WHAT YOU ARE ASKED TO DO: Scan the entries below for the word "door", then copy each line that holds it.

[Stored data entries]

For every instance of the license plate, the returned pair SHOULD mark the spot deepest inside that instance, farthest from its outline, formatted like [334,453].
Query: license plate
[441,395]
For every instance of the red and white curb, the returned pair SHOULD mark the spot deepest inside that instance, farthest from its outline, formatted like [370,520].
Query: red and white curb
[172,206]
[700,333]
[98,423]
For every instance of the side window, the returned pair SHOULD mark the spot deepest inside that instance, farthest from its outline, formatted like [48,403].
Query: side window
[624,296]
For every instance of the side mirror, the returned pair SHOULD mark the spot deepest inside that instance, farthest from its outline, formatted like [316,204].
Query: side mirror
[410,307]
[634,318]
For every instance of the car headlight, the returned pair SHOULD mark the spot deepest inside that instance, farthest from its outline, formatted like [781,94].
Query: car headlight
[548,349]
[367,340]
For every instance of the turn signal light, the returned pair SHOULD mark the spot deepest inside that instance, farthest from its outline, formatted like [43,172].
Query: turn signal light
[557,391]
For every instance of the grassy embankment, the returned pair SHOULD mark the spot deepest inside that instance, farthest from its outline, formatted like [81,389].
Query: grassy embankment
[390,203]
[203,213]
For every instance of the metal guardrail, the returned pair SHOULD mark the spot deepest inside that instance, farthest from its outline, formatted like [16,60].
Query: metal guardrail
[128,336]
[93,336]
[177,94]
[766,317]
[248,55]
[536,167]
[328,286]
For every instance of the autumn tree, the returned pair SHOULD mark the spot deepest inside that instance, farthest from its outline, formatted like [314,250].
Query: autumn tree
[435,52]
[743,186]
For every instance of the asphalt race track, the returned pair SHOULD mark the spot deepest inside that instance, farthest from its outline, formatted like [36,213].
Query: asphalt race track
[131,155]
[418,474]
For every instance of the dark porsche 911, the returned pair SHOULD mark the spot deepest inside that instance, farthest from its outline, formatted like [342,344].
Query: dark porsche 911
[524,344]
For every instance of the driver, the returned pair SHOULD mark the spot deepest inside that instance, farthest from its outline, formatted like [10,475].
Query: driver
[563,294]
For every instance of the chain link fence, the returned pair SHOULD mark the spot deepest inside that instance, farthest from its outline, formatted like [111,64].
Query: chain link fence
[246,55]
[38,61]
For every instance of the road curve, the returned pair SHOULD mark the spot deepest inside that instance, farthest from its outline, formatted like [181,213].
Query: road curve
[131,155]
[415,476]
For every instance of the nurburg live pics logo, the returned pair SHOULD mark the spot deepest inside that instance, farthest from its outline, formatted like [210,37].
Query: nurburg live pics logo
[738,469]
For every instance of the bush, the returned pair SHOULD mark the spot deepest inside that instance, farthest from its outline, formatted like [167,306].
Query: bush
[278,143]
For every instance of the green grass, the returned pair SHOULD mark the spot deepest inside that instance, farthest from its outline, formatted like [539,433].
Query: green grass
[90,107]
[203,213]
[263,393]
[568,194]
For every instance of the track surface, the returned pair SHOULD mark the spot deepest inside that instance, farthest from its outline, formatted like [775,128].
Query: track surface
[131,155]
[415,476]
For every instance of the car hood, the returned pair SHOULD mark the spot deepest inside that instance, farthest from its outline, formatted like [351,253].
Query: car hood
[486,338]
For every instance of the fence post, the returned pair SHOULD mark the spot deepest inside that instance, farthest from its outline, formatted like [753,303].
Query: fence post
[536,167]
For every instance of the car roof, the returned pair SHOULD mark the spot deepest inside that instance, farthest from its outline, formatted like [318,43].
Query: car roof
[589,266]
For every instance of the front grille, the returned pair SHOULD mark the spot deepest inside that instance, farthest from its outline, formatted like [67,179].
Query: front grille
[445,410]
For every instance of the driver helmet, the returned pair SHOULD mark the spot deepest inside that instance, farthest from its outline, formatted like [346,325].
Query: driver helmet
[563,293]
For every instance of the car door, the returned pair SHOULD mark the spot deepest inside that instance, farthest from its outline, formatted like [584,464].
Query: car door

ANSWER AREA:
For every instance of the car door, the returned pair SHOULD mark the spot deepest inside that instance, farthest from its outline, formatted like [584,464].
Query: car door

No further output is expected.